Excerpt provided:
— begin —
Exhibit 10.32
PREFERRED STOCK SUBORDINATION AGREEMENT
PREFERRED STOCK SUBORDINATION AGREEMENT (this "Agreement") dated as of May
10, 1996 by and among Monitronics International, Inc., a Texas corporation (the
"Company"), Capital Resource Lenders II, L.P., a Delaware limited partnership,
Austin Ventures Ill-A, L.P., a Delaware limited partnership, and Austin Ventures
Ill-B, L.P., a Delaware limited partnership (collectively, the "Purchasers"),
and the holders of Preferred Stock (as defined herein) whose names appear on the
signature pages to this Agreement.
W I T N E S S E T H:
WHEREAS, the parties hereto (other than the Company) are the holders of
certain obligations and securities of the Company and the parties hereto desire
to establish hereby the relative rights and priorities of payment of such
obligations and securities to such parties.
NOW, THEREFORE, for good and valuable consideration, the receipt and
sufficiency of which are hereby acknowledged, the parties hereto agree as
follows:
SECTION 1. DEFINITIONS.
As used in this Agreement, the following terms shall have the following
meanings:
"Notes" shall mean the 12.0% Senior Subordinated Notes due June 30, 2003
issued by the Company pursuant to the Purchase Agreement, and any notes issued
in exchange therefor or in replacement thereof, as the same may be amended,
modified or supplemented.
"Preferred Stock" shall mean the Company's Preferred Stock, par value $0.01
per share, as authorized on the date of this Agreement.
"Purchase Agreement" shall mean the Senior Subordinated Note and Warrant
Purchase Agreement dated the date hereof by and among the Company and the
Purchasers, as hereinafter amended, modified or supplemented.
"Senior Creditor" shall mean any holder of Senior Obligations as such.
"Senior Obligations" shall mean all indebtedness of the Company for
principal, interest, fees, expenses and other amounts now existing or hereafter
incurred or due and owing under the Notes and/or the Purchase Agreement.
"Subordinated Investor" shall mean any holder of Subordinated Obligations
as such.
"Subordinated Obligations" shall mean any and all obligations or
liabilities of the Company now existing or hereafter arising, absolute or
contingent, arising by contract, at law or otherwise, with respect to (a)
dividends payable on Preferred Stock, (b) the purchase, redemption or other
acquisition of Preferred Stock, and (c) any other amount payable to holders of
Preferred Stock as such.
Unless otherwise defined herein, capitalized terms used in this Agreement shall
have the meanings assigned to them in the Purchase Agreement.
SECTION 2. SUBORDINATION.
2.1 Subordination. Each of the Subordinated Investors agrees, for itself
and each future holder of Subordinated Obligations and for the benefit of all
present and future holders of Senior Obligations, that in the manner and to the
extent set forth in this Section 2, the Subordinated Obligations and the
Preferred Stock are and shall be expressly subordinate and junior in right of
payment to all Senior Obligations.
— end —
Brief A:
Please show every line in the rows below that contains the string "item". Matching is case-sensitive.
The preferred stock subordination agreement and the rows that follow it are unrelated material.

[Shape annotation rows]
— begin —
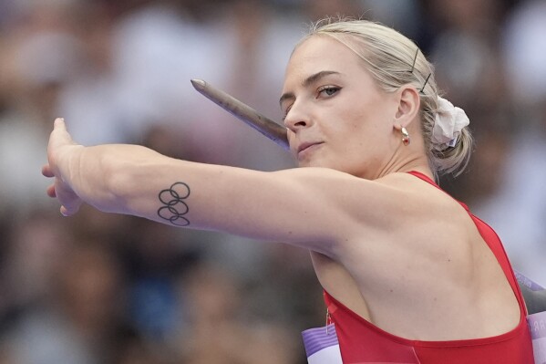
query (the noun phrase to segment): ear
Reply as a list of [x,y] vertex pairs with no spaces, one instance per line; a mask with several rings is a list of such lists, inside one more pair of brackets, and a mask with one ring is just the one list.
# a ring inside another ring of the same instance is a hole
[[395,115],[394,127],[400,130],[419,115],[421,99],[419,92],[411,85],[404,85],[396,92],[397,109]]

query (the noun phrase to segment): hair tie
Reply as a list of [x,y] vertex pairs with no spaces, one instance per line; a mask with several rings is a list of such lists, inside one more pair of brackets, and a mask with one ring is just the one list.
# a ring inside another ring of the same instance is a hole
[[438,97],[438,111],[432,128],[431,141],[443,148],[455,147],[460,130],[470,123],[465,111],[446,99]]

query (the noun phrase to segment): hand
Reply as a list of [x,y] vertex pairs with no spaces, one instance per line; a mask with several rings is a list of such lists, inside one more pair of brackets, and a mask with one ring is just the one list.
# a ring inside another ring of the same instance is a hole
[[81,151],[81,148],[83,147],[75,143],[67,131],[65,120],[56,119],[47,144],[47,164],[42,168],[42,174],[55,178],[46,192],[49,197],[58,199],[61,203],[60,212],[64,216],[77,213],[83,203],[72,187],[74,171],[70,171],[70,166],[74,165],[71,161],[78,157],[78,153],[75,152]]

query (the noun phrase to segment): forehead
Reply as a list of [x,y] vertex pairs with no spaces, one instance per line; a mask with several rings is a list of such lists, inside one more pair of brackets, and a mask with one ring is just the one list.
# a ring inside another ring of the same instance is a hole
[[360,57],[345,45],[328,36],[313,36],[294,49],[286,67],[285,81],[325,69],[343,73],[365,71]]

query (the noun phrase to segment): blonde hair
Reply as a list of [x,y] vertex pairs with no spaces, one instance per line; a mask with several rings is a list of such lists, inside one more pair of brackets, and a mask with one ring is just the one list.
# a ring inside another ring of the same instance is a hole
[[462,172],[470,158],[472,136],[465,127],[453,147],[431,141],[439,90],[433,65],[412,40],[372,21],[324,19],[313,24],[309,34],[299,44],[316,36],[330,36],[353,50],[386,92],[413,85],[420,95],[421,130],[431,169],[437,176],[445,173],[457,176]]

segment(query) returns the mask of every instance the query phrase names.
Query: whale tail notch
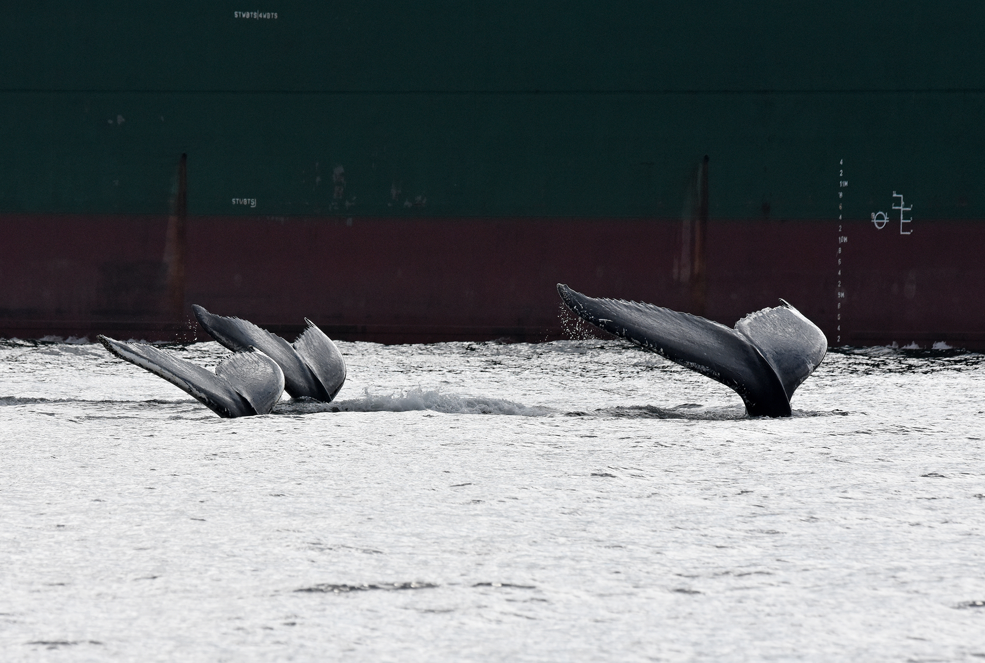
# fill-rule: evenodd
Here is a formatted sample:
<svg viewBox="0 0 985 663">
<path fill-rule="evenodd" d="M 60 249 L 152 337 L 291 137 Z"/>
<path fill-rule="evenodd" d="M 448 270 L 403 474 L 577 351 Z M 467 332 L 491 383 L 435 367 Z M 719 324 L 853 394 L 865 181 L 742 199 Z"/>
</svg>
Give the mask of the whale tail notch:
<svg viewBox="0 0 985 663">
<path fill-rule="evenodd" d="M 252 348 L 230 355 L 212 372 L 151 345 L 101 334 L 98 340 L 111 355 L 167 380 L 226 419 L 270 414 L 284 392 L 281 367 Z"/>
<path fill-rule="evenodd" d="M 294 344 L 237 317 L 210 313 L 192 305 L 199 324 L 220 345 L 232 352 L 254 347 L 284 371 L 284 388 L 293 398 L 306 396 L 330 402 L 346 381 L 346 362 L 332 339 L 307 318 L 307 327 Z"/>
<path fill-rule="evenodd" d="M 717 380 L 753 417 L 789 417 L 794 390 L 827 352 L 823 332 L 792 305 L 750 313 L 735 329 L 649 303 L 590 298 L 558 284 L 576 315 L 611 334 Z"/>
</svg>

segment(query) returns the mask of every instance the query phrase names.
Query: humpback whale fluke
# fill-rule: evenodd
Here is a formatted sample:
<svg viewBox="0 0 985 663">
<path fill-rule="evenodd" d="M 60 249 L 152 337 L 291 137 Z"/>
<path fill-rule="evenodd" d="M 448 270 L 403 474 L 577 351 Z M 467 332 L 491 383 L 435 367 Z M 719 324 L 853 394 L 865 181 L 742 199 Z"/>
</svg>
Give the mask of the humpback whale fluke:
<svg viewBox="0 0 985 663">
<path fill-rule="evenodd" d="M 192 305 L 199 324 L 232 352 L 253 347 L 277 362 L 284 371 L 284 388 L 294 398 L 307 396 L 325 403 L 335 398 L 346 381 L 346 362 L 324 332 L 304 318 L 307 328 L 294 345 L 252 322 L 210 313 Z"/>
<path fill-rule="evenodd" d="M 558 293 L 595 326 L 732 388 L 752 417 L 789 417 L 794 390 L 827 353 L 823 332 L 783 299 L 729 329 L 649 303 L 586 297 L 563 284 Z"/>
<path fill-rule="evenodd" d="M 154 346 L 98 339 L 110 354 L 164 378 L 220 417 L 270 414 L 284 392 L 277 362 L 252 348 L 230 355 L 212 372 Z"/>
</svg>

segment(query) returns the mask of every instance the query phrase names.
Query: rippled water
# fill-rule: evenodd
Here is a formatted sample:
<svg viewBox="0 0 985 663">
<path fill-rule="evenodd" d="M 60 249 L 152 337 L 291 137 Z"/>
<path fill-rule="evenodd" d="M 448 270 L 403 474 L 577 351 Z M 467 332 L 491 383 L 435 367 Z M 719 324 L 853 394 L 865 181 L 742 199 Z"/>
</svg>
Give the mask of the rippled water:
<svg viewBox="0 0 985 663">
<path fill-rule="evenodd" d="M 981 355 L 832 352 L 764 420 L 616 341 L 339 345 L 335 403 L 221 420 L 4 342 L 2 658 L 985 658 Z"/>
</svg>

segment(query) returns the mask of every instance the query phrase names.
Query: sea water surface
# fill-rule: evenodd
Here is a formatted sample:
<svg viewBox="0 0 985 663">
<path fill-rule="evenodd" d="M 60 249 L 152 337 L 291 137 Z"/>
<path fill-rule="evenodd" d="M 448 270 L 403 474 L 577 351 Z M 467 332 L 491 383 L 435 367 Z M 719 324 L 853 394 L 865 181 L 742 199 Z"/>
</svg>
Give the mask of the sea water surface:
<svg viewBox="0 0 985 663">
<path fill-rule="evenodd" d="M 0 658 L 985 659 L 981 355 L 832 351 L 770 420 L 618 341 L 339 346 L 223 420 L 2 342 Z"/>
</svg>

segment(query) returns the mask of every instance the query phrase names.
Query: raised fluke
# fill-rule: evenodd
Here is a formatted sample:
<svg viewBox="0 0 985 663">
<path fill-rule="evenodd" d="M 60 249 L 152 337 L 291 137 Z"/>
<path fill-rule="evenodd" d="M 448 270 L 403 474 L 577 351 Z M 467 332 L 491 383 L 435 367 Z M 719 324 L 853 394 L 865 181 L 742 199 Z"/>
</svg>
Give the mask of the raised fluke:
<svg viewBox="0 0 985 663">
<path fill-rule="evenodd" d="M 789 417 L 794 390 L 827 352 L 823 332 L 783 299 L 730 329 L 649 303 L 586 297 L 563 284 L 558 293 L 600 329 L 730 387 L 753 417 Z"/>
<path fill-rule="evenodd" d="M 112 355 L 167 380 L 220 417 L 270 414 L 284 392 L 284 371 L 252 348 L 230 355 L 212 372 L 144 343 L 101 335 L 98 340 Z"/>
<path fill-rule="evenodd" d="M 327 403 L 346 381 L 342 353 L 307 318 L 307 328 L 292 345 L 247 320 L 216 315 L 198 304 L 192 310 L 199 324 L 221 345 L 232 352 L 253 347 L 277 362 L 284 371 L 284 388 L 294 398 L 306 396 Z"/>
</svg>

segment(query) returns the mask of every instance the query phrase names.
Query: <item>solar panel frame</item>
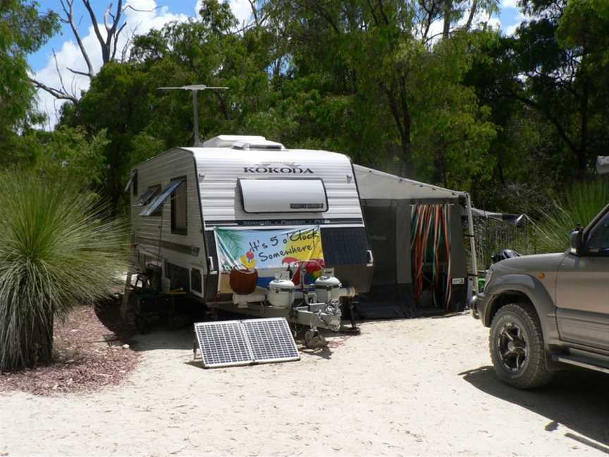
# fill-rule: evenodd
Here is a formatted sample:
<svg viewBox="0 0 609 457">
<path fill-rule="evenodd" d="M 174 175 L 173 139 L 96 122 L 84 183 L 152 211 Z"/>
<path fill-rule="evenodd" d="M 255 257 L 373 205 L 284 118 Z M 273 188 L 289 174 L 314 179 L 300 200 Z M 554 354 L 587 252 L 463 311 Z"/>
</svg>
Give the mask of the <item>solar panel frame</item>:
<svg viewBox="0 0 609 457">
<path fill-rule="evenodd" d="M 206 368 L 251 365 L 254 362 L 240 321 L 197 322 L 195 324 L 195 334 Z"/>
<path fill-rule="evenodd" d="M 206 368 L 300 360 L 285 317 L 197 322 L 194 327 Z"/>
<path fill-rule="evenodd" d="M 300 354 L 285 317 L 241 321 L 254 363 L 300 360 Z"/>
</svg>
— end —
— begin —
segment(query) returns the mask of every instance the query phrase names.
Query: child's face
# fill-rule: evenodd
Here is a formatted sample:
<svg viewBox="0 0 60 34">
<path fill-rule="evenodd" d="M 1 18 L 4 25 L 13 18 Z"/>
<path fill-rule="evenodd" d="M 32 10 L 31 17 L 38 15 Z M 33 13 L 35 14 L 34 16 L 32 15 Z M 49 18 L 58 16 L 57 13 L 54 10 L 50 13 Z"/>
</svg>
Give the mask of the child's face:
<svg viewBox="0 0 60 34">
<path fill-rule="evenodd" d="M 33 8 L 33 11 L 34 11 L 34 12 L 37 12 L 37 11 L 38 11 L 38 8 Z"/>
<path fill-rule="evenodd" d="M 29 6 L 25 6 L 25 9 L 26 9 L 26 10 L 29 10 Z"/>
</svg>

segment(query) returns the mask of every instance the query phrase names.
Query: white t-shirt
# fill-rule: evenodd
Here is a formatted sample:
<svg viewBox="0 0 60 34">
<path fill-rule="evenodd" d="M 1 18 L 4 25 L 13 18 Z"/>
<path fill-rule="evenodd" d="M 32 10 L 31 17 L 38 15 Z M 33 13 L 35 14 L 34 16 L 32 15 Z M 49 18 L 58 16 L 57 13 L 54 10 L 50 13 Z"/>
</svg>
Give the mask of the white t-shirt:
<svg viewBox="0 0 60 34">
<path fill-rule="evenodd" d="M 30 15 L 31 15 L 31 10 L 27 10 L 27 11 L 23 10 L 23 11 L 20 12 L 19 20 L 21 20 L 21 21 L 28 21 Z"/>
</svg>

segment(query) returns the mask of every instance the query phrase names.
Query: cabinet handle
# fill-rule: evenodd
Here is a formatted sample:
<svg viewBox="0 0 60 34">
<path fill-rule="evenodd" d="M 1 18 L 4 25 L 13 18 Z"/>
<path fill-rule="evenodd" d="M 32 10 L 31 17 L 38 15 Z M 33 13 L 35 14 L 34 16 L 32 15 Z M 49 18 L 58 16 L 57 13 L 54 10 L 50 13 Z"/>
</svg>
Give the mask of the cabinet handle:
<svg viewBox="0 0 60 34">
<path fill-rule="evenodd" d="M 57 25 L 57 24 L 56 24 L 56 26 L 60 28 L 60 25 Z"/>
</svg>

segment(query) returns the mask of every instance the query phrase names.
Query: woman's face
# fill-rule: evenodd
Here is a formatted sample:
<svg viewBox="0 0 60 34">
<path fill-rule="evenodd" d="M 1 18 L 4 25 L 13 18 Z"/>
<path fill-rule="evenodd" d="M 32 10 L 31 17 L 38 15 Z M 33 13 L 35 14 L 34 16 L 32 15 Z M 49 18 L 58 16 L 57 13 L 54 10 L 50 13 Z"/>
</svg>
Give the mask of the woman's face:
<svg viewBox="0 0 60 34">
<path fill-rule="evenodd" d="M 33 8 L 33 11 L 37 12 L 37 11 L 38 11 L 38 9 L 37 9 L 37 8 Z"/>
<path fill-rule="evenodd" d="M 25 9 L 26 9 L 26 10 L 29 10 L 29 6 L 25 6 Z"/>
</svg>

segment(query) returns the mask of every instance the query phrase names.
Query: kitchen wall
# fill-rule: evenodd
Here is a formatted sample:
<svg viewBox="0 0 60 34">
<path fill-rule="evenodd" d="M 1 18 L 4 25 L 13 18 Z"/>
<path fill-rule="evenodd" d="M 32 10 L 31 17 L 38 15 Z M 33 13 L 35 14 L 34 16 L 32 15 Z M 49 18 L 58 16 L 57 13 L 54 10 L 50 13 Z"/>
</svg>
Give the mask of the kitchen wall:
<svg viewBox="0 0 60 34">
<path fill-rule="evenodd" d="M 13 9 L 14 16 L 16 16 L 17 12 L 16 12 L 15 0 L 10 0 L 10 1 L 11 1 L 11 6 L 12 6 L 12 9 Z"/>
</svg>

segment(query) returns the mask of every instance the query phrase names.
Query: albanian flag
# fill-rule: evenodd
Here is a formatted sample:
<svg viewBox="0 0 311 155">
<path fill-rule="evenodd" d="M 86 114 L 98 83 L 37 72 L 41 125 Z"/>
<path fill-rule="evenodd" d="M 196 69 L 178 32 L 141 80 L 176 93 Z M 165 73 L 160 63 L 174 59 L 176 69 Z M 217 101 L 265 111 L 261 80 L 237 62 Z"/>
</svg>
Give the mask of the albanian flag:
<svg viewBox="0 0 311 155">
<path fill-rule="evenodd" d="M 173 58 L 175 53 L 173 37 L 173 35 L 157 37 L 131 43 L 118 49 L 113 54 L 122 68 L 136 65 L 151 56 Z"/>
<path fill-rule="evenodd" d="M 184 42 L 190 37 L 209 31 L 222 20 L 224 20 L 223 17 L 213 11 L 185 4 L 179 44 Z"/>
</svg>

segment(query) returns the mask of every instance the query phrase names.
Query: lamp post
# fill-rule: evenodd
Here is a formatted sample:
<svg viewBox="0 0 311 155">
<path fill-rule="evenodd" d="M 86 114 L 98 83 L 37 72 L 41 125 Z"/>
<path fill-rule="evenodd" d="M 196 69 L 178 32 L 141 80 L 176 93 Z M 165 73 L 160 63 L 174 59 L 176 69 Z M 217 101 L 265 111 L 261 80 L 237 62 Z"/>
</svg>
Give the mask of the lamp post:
— end —
Brief B:
Write the next part of the preferred stock subordination agreement, starting after its last sentence.

Task response A:
Query: <item>solar panel frame</item>
Give the mask of the <item>solar panel frame</item>:

Task response B:
2.2 Restrictions on Payments. So long as any Senior Obligations are
outstanding, neither the Company nor any of its Subsidiaries will make or cause
to be made, and no Subordinated Investor will demand, accept or receive,
directly or indirectly, any payment (in cash, property, by set-off or otherwise)
on or with respect to Subordinated Obligations (except securities which are
subordinate and junior in right of payment to the Senior Obligations).
2.3 Turn-Over of Payments Received. If any Subordinated Investor receives
any payment or distribution on Subordinated Obligations which it is not entitled
to receive and retain under the provisions of this Section 2, such Subordinated
Investor will hold any amount so received in trust for the Senior Creditors and
shall forthwith remit such payment in the form received (with any necessary
endorsements) to the Senior Creditors.
2.4 Limitations on Remedies. So long as any Senior Obligations are
outstanding, no Subordinated Investor shall (a) commence or join (unless the
Senior Creditors shall also join) in any proceeding against the Company or any
of its Subsidiaries under any bankruptcy, reorganization, readjustment of debt,
arrangement of debt, receivership, liquidation or insolvency law or statute of
any federal or state government, or (b) commence any action or proceeding
against the Company or any of its Subsidiaries to enforce payment or to collect
payment of all or any part of the Subordinated Obligations; provided, however,
that this Section 2.4 shall not be construed so as to prevent the Company or any
of its Subsidiaries from filing a voluntary proceeding under any bankruptcy,
reorganization, readjustment of debt, arrangement of debt, restructuring,
liquidation or insolvency law or statute of any federal or state government.
2.5 Subordination Not Affected. A Senior Creditor may at any time and from
time to time, without the consent of or notice to the Subordinated Investors,
without incurring liability to the Subordinated Investors, and without impairing
or releasing the obligations of the Subordinated Investors under this Agreement:
(a) change the manner, place or terms of payment or change the time of payment
of or renew, alter, waive, release or compromise the Senior Obligations or any
security therefor, or amend or modify in any manner any agreement, note,
guaranty or other instrument evidencing or securing or otherwise relating to any
Senior Obligations, except that the Senior Creditors shall not extend the
maturity of the Senior Obligations beyond June 30, 2003 without the written
consent of the Subordinated Investors; (b) exercise or refrain from exercising
any rights against the Company and others (including Subordinated Investors);
and (c) apply any sums by whomsoever paid or howsoever realized to the Senior
Obligations.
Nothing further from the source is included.